#### Task details:
Rewrite everything from the start of the material down to the line containing "left=211, top=284, right=272, bottom=361", both ends included, multiplying every bounding-box coordinate in the answers by 2.1 and rounding to whole numbers, halves up. Keep the requests in place and leave them, along with their sample coordinate lines, unchanged.

======== Dataset content

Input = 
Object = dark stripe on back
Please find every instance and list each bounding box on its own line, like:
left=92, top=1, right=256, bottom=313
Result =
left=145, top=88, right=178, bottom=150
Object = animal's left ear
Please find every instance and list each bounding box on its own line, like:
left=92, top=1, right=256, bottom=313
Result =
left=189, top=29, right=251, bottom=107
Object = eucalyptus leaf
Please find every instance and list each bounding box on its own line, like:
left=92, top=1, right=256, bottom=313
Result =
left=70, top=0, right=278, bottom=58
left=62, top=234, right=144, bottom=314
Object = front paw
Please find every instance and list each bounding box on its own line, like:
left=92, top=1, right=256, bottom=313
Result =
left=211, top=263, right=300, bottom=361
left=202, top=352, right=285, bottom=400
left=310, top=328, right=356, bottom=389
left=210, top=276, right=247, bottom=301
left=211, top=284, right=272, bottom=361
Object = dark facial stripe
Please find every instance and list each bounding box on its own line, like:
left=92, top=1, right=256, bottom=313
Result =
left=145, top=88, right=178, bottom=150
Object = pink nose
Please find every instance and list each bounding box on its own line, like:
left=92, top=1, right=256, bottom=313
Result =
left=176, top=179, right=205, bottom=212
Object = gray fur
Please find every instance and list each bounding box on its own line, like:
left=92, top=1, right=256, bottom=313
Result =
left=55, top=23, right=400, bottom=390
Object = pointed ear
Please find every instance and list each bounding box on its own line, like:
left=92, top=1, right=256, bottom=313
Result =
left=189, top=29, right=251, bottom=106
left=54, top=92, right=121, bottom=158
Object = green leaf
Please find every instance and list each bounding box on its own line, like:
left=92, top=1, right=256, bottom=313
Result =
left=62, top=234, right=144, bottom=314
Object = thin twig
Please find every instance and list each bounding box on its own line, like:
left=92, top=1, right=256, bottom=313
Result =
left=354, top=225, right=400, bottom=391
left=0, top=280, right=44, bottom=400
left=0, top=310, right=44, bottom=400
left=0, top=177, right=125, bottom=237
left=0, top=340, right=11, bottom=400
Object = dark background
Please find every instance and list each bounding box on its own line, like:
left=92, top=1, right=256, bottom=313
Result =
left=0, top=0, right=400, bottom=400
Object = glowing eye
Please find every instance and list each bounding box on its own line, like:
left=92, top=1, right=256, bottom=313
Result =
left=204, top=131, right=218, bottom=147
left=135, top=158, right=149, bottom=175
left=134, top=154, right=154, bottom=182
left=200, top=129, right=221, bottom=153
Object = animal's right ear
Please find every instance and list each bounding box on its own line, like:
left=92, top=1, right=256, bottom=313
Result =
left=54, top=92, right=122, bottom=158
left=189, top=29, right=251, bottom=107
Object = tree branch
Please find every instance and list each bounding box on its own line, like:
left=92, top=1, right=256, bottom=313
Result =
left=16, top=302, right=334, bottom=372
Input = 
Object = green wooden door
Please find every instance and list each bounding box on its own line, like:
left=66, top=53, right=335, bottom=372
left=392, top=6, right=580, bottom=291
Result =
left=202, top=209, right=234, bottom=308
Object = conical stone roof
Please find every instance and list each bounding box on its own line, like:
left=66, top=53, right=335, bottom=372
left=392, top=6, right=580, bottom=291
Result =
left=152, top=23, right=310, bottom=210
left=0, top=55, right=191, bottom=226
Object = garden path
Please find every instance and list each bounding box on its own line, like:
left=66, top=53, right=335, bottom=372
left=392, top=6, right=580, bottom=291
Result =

================

#### Solution to this task:
Input = 
Object = dark stripe on back
Please find every instance and list each bounding box on its own line, like:
left=92, top=1, right=256, bottom=313
Result =
left=305, top=185, right=374, bottom=315
Object = animal's left ear
Please find every instance and list each bounding box on its own line, like:
left=92, top=1, right=256, bottom=313
Result =
left=397, top=61, right=527, bottom=225
Object = eucalyptus leaf
Please find every instance and list each bounding box on its own line, like:
left=92, top=1, right=256, bottom=313
Result =
left=147, top=0, right=584, bottom=122
left=130, top=491, right=302, bottom=659
Object = front paw
Please find every instance and list each bounding box on its own line, like:
left=92, top=1, right=256, bottom=313
Result =
left=443, top=552, right=630, bottom=758
left=424, top=739, right=599, bottom=840
left=651, top=689, right=748, bottom=817
left=441, top=580, right=519, bottom=632
left=443, top=596, right=571, bottom=758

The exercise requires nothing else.